--- BEGIN RAW DATA ---
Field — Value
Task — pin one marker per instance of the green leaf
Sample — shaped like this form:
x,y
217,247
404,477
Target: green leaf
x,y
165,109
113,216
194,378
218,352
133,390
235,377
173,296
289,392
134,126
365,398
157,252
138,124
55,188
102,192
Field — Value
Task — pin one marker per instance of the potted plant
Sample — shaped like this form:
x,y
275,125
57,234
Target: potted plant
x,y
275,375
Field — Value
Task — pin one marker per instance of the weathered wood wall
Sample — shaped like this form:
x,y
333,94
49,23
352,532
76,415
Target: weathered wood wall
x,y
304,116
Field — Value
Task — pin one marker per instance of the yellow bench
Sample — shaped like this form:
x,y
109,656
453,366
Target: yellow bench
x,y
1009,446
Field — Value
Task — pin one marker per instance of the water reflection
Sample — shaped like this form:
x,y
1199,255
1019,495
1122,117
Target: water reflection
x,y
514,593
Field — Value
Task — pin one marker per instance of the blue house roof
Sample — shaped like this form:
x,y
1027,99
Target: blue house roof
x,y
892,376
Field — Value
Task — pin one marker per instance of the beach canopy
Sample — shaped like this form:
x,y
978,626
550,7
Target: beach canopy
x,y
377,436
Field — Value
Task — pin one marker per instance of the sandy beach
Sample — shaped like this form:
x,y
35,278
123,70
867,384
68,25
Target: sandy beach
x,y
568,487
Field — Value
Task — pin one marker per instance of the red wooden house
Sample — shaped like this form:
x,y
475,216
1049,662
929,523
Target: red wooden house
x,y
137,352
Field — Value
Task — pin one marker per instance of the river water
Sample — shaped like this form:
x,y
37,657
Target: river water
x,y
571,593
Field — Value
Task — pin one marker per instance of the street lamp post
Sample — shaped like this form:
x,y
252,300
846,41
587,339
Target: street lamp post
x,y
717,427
--- END RAW DATA ---
Produce an exact copy of every entry above.

Field — Value
Task — pin one marker per instance of the green leaf
Sample — shaped like this form:
x,y
217,247
404,477
Target: green leaf
x,y
165,109
113,216
194,378
218,352
133,390
235,377
173,296
289,392
134,126
365,398
157,252
138,124
55,188
102,192
Field — Value
Task — pin one marker per instance of the potted plant
Sample — shaped like this form:
x,y
275,125
57,234
Target: potted plant
x,y
275,375
Field — Value
Task — pin one marker per instance of the weathered wood wall
Sample — shaped like this form:
x,y
333,94
49,23
352,532
76,415
Target: weathered wood wall
x,y
304,116
Field — Value
Task — pin one marker per instance of the yellow bench
Sample — shaped like this form:
x,y
109,656
453,366
Target: yellow bench
x,y
1009,446
Field — Value
Task — pin one marker per instance of the water reflection
Sample — shaped like this form:
x,y
1199,255
1019,495
1122,117
Target: water reflection
x,y
514,593
Field — Value
Task — pin one marker per instance of the blue house roof
Sample — shaped like this form:
x,y
1027,99
Target: blue house roof
x,y
892,376
Field — Value
Task — pin one marker per instance of the beach canopy
Sample — shaped like this form:
x,y
978,626
550,7
Target: beach canopy
x,y
377,436
Field — Value
Task — pin one marker per instance of the sandy beach
Sample — shaped like this form:
x,y
35,278
123,70
867,384
68,25
Target: sandy beach
x,y
568,487
Field — Value
Task — pin one marker per instance of the red wooden house
Sample — shaped like this form:
x,y
475,216
1049,662
929,523
Target: red wooden house
x,y
137,352
Field — Value
Task — pin one marker per instance of the river water
Sample — shaped like this form:
x,y
37,657
Target: river water
x,y
571,593
Field — Value
Task — pin one marker per instance of the street lamp post
Sample — shaped like this form:
x,y
252,300
846,41
587,339
Target: street lamp post
x,y
717,427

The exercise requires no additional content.